▶ [What you will do]:
With no edits of any kind, print each record that follows.

▶ [Task inputs]:
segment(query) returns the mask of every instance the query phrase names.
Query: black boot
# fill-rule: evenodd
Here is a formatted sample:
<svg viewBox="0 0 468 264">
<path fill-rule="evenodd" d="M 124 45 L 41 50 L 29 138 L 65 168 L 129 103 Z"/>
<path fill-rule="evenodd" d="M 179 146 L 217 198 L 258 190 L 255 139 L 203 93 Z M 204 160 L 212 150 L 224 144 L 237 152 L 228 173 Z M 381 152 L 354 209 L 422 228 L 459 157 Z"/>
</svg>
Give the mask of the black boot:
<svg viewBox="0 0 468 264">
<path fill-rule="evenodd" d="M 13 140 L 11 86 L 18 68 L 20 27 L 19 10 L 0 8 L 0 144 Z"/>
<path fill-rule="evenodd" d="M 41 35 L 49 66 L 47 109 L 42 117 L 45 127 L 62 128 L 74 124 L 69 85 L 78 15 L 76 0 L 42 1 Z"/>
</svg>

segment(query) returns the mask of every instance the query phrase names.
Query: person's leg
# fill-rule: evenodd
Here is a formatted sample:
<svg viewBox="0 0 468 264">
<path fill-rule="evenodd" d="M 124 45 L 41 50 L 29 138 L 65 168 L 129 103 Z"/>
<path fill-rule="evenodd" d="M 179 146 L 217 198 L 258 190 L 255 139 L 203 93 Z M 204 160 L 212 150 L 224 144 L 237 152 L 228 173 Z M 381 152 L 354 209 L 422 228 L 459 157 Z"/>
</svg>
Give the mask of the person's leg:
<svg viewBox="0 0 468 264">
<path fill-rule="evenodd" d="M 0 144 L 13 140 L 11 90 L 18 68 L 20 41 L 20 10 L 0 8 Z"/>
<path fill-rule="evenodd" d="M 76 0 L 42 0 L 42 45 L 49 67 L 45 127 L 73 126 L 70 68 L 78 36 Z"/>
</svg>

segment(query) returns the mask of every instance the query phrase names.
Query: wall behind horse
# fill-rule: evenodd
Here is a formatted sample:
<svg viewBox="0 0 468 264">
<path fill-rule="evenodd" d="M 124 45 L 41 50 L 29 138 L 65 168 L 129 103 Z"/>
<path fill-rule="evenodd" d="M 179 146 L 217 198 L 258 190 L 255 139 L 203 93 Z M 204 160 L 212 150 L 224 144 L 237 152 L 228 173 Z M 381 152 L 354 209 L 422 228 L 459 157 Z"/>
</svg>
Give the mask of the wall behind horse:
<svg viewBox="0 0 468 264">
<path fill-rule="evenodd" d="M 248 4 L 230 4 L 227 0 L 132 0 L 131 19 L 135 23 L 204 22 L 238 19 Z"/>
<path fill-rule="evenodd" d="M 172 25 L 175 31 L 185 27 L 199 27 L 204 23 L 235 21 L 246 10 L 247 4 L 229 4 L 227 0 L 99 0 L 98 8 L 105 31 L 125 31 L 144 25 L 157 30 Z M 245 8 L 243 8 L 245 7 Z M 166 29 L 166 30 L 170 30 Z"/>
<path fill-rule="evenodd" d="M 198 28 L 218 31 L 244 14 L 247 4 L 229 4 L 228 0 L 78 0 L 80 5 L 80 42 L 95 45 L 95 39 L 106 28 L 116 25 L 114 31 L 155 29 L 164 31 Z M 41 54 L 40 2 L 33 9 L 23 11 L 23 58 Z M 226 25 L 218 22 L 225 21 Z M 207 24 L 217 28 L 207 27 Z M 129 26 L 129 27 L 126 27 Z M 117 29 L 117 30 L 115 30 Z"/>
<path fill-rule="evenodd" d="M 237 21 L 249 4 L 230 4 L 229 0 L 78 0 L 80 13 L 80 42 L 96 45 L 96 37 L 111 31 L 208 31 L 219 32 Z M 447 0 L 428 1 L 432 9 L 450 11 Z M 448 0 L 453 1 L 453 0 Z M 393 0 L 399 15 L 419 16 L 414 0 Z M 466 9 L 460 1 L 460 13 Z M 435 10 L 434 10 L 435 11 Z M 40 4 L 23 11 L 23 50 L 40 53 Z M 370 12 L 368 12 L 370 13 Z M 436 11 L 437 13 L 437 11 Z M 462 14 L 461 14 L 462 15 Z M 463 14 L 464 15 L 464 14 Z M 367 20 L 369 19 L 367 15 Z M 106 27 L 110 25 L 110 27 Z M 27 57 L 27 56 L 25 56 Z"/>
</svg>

▶ [Result below]:
segment(query) returns the mask of every instance the query phrase names.
Query: black boot
# fill-rule: evenodd
Here is a formatted sample:
<svg viewBox="0 0 468 264">
<path fill-rule="evenodd" d="M 124 45 L 41 50 L 29 138 L 65 168 L 129 103 Z"/>
<path fill-rule="evenodd" d="M 179 146 L 217 198 L 258 190 L 255 139 L 203 93 Z M 204 160 L 212 150 L 224 144 L 237 152 L 228 173 Z M 381 152 L 354 209 L 422 228 L 459 157 Z"/>
</svg>
Give the mask of the black boot:
<svg viewBox="0 0 468 264">
<path fill-rule="evenodd" d="M 13 140 L 11 86 L 18 68 L 20 27 L 19 10 L 0 8 L 0 144 Z"/>
<path fill-rule="evenodd" d="M 41 35 L 49 66 L 47 109 L 42 117 L 45 127 L 62 128 L 74 124 L 69 85 L 78 15 L 76 0 L 42 1 Z"/>
</svg>

segment(query) returns the mask of every instance the query phrase names.
Query: person's leg
# fill-rule: evenodd
Here is a formatted sample:
<svg viewBox="0 0 468 264">
<path fill-rule="evenodd" d="M 124 45 L 41 50 L 29 138 L 65 168 L 129 103 Z"/>
<path fill-rule="evenodd" d="M 179 146 L 217 198 L 258 190 L 255 139 L 203 93 Z M 204 160 L 212 150 L 224 144 L 237 152 L 228 173 Z M 381 152 L 354 209 L 422 228 L 459 157 Z"/>
</svg>
Give the mask of the person's leg:
<svg viewBox="0 0 468 264">
<path fill-rule="evenodd" d="M 0 144 L 13 140 L 11 90 L 18 68 L 20 41 L 20 10 L 0 8 Z"/>
<path fill-rule="evenodd" d="M 76 0 L 42 0 L 42 45 L 49 67 L 45 127 L 73 126 L 70 68 L 78 36 Z"/>
</svg>

segment(query) returns the mask of every instance the query phrase names.
Query: wall behind horse
# fill-rule: evenodd
Here is a formatted sample:
<svg viewBox="0 0 468 264">
<path fill-rule="evenodd" d="M 124 45 L 41 50 L 29 138 L 65 168 L 129 103 Z"/>
<path fill-rule="evenodd" d="M 179 146 L 217 198 L 258 190 L 255 139 L 203 93 Z M 204 160 L 212 150 L 224 144 L 237 152 L 228 173 Z M 381 152 L 354 209 L 422 228 L 459 157 Z"/>
</svg>
Give the mask of the wall behind horse:
<svg viewBox="0 0 468 264">
<path fill-rule="evenodd" d="M 248 4 L 230 4 L 227 0 L 132 0 L 131 19 L 135 23 L 204 22 L 238 19 Z"/>
<path fill-rule="evenodd" d="M 172 25 L 175 31 L 185 27 L 199 27 L 204 23 L 235 21 L 246 10 L 247 4 L 229 4 L 227 0 L 99 0 L 98 8 L 105 31 L 125 31 L 144 25 L 157 30 Z M 245 8 L 243 8 L 245 7 Z M 166 29 L 166 30 L 170 30 Z"/>
<path fill-rule="evenodd" d="M 198 28 L 218 31 L 244 14 L 247 4 L 229 4 L 228 0 L 78 0 L 80 5 L 80 42 L 95 45 L 95 39 L 106 28 L 116 25 L 114 31 L 155 29 L 164 31 Z M 41 54 L 40 2 L 33 9 L 23 11 L 23 58 Z M 226 25 L 218 22 L 225 21 Z M 207 24 L 217 28 L 207 27 Z M 129 26 L 129 27 L 126 27 Z M 117 29 L 117 30 L 115 30 Z"/>
<path fill-rule="evenodd" d="M 237 21 L 249 4 L 230 4 L 229 0 L 78 0 L 80 13 L 80 42 L 96 45 L 96 37 L 111 31 L 208 31 L 219 32 Z M 447 0 L 428 1 L 432 9 L 450 11 Z M 448 0 L 453 1 L 453 0 Z M 393 0 L 399 15 L 419 16 L 414 0 Z M 466 9 L 460 1 L 460 13 Z M 435 10 L 434 10 L 435 11 Z M 40 4 L 23 11 L 23 50 L 40 53 Z M 370 12 L 368 12 L 370 13 Z M 436 11 L 437 13 L 437 11 Z M 462 14 L 461 14 L 462 15 Z M 463 14 L 464 15 L 464 14 Z M 367 20 L 369 19 L 367 15 Z M 106 27 L 110 25 L 110 27 Z M 27 57 L 27 56 L 25 56 Z"/>
</svg>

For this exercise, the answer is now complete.